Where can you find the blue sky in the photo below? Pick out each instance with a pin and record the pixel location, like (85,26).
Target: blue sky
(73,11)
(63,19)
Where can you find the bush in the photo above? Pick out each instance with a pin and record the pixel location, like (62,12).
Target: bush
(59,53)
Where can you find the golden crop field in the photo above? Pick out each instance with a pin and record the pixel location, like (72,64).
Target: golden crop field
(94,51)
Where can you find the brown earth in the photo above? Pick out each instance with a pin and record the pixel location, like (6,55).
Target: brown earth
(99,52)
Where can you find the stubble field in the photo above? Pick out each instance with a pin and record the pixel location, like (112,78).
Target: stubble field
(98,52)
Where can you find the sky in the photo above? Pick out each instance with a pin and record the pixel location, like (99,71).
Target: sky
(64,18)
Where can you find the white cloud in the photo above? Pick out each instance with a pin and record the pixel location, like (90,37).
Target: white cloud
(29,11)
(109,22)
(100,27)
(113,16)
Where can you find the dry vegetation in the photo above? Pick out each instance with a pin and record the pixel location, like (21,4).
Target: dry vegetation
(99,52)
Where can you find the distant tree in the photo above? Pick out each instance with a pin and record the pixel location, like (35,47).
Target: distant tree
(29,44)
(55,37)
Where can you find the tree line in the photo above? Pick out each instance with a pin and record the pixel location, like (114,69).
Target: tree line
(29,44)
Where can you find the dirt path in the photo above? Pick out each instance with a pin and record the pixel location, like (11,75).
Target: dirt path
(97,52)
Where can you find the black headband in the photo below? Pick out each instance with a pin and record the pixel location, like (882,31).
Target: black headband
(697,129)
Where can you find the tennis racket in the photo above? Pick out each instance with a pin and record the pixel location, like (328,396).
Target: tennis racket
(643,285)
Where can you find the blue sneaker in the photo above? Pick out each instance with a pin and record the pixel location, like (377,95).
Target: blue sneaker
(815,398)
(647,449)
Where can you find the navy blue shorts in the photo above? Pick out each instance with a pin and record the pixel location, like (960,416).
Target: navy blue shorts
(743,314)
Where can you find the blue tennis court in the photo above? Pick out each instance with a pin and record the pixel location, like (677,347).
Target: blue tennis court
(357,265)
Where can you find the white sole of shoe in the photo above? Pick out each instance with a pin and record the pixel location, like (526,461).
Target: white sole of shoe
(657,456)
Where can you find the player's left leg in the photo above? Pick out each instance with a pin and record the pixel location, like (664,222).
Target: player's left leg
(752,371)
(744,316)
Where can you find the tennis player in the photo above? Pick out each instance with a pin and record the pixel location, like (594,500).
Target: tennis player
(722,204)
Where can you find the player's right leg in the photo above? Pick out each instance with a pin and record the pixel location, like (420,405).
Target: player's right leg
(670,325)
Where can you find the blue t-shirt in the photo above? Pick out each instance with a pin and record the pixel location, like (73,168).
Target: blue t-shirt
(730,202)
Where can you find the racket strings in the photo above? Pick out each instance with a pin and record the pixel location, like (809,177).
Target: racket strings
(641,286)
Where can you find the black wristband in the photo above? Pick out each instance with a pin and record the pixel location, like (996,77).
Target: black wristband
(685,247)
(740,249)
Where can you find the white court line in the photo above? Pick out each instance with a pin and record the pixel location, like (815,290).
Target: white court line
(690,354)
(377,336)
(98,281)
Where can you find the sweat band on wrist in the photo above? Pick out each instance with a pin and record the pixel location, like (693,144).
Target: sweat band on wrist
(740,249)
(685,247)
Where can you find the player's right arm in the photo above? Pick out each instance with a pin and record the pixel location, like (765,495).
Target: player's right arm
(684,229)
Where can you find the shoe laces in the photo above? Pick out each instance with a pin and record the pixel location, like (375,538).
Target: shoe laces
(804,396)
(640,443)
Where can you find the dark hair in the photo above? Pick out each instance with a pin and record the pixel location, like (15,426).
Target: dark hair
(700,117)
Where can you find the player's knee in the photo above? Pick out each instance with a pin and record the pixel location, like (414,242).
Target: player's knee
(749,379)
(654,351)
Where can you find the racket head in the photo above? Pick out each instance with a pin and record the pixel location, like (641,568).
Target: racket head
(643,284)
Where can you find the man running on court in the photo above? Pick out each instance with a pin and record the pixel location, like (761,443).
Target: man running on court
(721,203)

*Set problem*
Your answer should consist only of the lines from the one with "Where can you find the white court" through the end of the data above, reproduced exactly.

*The completed task*
Where can you find the white court line in the photo above? Pick out each instance with a pin and record the pixel location, like (815,290).
Target: white court line
(690,354)
(377,336)
(98,281)
Where can you find the sweat band on wrist in the photo above? Pick out each instance with a pin and record the pixel location, like (693,144).
Target: sweat band on wrist
(740,249)
(685,247)
Where can you find the player's right arm in the photo above? Pick out each instance with a pin and record the pixel location, like (765,495).
Target: player's right arm
(684,229)
Where can you find the shoe laces in the photo above? Pick out each instance with a pin and record the pixel location, like (375,538).
Target: shoe laces
(804,396)
(640,443)
Where can you find the dark hair in the photo above? Pick out each instance with a pin and record the pixel location, like (15,426).
Target: dark hair
(700,117)
Where can you find the player's knee in the photo above? Pick out each instance with a pin and record the pixel location, like (414,242).
Target: player's knee
(749,379)
(654,351)
Where can you find the racket head in the photo above? Pick out each instance with a pin and record the pixel location, like (641,568).
Target: racket head
(643,284)
Where can you find the man running on court in the photo above? Pick out each instance with a pin and record the pixel location, like (761,443).
Target: man running on court
(721,203)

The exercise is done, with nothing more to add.